_Data for analysis_

*** Block opens ***

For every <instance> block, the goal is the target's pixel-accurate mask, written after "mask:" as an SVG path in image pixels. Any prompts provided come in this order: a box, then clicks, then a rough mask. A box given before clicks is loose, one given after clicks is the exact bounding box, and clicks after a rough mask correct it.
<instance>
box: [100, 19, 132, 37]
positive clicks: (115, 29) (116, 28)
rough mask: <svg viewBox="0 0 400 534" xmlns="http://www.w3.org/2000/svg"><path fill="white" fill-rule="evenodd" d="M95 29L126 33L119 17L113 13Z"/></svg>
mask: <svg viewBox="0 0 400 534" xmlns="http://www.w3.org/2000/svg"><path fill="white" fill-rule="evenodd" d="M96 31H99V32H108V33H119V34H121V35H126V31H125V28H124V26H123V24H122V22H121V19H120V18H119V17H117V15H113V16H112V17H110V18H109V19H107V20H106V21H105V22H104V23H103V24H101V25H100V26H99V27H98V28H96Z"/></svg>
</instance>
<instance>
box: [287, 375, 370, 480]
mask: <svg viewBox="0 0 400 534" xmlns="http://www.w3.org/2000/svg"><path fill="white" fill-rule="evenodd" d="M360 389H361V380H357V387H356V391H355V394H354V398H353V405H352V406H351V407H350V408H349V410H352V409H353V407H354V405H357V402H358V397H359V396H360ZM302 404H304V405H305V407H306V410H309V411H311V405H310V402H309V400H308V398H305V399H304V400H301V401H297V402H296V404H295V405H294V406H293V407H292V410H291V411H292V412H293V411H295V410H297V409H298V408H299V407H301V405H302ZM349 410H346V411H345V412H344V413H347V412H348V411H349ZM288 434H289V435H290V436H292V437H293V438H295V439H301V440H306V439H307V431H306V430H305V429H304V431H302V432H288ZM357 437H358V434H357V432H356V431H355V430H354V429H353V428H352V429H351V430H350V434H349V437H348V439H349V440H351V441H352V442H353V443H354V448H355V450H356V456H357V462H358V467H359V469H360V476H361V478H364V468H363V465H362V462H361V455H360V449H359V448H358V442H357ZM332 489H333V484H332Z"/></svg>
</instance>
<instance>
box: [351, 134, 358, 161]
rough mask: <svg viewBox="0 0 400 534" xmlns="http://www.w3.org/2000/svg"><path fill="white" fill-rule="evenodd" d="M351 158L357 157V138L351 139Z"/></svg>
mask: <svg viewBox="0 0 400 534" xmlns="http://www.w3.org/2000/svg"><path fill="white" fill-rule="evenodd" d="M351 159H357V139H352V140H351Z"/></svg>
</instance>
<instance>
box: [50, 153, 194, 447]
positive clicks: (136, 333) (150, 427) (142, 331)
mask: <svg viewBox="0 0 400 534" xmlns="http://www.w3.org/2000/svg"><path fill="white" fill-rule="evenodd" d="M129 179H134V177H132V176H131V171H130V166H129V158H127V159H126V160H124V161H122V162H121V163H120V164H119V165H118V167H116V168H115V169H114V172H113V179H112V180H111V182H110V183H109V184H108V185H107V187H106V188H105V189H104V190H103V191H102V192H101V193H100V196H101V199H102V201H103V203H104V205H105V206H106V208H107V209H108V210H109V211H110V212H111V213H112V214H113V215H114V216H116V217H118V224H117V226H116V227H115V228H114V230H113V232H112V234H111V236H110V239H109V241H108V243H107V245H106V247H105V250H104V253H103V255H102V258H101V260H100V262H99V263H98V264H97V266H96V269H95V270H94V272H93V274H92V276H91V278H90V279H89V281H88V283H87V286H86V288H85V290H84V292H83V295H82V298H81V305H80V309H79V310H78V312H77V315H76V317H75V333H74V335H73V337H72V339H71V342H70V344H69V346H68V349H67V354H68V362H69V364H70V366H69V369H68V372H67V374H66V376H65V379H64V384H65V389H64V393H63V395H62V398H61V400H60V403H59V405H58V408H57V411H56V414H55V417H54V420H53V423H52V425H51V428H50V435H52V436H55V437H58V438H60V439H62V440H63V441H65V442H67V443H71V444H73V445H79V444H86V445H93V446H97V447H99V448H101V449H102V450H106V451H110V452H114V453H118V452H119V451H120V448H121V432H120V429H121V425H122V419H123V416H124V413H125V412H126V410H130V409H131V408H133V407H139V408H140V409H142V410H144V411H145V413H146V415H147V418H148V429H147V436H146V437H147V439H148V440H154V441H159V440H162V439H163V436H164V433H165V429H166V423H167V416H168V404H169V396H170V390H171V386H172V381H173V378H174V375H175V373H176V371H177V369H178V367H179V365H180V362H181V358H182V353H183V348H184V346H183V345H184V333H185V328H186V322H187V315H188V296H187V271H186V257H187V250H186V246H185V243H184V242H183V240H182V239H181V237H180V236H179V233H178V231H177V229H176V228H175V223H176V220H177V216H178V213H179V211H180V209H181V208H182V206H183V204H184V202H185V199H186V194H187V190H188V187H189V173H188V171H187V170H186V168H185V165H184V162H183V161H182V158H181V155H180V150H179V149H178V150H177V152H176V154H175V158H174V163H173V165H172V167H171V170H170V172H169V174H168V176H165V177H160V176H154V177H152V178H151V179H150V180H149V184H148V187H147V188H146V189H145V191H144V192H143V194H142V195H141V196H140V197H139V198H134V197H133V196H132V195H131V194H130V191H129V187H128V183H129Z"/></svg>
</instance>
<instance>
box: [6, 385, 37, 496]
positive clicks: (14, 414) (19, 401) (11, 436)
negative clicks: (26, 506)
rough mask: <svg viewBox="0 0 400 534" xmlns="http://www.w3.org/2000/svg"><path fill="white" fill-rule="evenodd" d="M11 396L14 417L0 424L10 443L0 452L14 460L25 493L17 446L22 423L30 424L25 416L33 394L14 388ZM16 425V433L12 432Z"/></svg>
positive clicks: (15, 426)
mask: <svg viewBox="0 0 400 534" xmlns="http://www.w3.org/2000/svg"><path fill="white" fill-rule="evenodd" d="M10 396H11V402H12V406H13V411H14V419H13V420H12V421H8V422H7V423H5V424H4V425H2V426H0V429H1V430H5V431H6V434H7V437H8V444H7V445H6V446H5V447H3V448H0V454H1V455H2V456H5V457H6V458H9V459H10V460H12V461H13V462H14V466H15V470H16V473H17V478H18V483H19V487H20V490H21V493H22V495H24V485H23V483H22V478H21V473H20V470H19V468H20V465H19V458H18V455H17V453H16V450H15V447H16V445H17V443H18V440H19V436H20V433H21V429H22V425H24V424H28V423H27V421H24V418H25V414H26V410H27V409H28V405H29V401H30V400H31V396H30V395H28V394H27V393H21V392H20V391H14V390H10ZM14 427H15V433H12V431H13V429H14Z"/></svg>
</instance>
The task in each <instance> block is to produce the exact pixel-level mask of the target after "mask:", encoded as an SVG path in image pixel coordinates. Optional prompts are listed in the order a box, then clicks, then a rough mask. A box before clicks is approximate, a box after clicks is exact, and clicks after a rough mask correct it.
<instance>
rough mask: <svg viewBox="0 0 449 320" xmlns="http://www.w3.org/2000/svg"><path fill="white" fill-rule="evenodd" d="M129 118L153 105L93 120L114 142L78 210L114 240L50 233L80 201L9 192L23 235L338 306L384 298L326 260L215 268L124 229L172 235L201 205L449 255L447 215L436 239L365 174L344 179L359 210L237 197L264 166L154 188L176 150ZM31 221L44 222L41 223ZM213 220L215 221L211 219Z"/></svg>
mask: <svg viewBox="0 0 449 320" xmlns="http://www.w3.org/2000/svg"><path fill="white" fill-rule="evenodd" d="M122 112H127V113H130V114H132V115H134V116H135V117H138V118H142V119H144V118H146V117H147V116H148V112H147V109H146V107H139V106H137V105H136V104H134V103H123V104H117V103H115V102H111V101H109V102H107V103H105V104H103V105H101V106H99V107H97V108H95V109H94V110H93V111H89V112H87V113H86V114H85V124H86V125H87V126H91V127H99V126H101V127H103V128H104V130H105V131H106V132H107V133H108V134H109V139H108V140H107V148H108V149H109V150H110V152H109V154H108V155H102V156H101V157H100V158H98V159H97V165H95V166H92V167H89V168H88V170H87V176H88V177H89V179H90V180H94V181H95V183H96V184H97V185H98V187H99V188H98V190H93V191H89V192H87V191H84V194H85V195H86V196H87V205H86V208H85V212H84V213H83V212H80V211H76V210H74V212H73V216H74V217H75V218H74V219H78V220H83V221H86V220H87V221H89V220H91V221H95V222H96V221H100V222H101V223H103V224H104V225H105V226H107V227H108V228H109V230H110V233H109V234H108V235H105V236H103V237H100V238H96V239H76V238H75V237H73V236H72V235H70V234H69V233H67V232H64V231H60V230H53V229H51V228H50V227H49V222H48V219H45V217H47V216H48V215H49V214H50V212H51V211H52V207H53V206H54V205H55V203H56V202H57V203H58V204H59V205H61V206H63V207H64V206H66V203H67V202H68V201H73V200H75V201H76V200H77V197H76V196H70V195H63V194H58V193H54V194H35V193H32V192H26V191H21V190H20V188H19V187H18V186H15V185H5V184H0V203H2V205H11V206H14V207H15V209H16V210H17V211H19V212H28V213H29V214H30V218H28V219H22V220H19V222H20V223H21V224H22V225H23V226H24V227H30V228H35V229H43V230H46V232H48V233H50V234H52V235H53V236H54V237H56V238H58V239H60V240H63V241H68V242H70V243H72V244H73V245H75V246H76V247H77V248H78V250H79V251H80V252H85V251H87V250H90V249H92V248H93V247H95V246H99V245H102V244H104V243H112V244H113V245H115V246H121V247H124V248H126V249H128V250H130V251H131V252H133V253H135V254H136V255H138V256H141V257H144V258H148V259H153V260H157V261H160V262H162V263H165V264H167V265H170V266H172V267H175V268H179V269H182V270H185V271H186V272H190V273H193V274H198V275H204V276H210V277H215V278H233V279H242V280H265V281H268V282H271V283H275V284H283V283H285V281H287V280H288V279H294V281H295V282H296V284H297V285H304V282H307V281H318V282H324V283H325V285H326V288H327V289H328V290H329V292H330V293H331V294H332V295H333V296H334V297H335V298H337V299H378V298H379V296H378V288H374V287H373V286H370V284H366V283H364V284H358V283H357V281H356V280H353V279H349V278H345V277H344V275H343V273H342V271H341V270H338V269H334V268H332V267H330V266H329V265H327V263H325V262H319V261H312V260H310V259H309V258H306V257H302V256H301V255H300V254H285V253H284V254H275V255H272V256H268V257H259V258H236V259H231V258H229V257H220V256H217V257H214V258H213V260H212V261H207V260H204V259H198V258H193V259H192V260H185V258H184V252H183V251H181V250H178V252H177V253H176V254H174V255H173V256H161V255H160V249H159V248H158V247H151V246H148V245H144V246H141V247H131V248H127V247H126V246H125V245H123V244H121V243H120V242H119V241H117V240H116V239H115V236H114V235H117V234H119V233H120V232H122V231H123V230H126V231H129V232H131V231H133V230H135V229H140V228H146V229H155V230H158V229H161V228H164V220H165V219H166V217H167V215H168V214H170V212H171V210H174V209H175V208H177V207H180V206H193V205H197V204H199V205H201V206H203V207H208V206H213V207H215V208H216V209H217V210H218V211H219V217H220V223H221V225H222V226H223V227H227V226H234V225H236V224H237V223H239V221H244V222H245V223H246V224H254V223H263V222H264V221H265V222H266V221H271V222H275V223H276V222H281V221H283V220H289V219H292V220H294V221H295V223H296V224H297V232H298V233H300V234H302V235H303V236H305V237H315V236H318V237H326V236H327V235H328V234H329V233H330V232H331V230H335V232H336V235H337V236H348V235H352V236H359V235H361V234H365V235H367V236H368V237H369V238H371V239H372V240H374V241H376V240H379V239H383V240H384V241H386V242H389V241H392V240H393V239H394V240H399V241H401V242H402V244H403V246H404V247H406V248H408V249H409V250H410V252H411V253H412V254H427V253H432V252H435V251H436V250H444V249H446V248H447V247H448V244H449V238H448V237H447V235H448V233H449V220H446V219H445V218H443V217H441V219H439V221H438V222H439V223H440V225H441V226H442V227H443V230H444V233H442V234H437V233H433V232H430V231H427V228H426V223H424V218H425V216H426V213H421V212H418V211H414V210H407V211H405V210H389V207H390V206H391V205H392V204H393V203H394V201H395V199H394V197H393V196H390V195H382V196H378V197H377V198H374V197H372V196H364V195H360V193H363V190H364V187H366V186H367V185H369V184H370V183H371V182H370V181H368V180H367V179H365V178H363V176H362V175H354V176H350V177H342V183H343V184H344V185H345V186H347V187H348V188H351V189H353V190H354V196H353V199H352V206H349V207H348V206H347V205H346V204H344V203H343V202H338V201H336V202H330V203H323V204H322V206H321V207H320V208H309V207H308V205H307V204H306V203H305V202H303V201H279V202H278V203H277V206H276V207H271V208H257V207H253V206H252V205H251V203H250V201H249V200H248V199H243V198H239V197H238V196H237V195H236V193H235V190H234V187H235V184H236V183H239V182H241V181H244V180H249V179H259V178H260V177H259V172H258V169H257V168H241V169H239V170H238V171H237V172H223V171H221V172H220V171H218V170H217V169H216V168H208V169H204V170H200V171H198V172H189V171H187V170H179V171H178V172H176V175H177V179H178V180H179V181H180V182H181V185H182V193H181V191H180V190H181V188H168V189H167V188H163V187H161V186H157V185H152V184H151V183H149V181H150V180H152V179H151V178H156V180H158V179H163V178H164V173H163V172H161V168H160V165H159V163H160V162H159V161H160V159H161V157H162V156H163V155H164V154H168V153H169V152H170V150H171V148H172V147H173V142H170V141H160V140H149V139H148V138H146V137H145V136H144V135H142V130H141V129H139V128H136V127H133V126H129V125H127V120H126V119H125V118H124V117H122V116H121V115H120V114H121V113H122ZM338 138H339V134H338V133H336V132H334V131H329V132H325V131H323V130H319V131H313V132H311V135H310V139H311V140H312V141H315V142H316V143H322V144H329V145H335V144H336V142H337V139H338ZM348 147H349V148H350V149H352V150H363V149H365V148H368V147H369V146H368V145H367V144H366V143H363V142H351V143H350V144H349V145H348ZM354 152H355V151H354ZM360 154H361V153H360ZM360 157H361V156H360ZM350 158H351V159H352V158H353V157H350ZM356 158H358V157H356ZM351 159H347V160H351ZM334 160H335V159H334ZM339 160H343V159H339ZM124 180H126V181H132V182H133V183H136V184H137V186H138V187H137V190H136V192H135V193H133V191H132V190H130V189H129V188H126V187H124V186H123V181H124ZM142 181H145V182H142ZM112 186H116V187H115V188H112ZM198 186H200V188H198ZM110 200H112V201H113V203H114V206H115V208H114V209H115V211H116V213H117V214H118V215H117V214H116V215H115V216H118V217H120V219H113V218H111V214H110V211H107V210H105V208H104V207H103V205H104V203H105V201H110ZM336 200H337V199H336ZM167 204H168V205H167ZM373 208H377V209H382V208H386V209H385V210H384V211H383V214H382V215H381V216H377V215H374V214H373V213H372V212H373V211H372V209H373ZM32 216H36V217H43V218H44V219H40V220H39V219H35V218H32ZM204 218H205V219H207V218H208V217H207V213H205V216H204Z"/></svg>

*** Block closes ***

_What is being asked_
Pull out every line in the entries above that contains the word "positive" and list those lines.

_Answer to the exercise_
positive clicks: (115, 29) (116, 28)
positive clicks: (136, 333) (150, 427) (142, 331)
positive clicks: (14, 414) (19, 401) (11, 436)
positive clicks: (15, 426)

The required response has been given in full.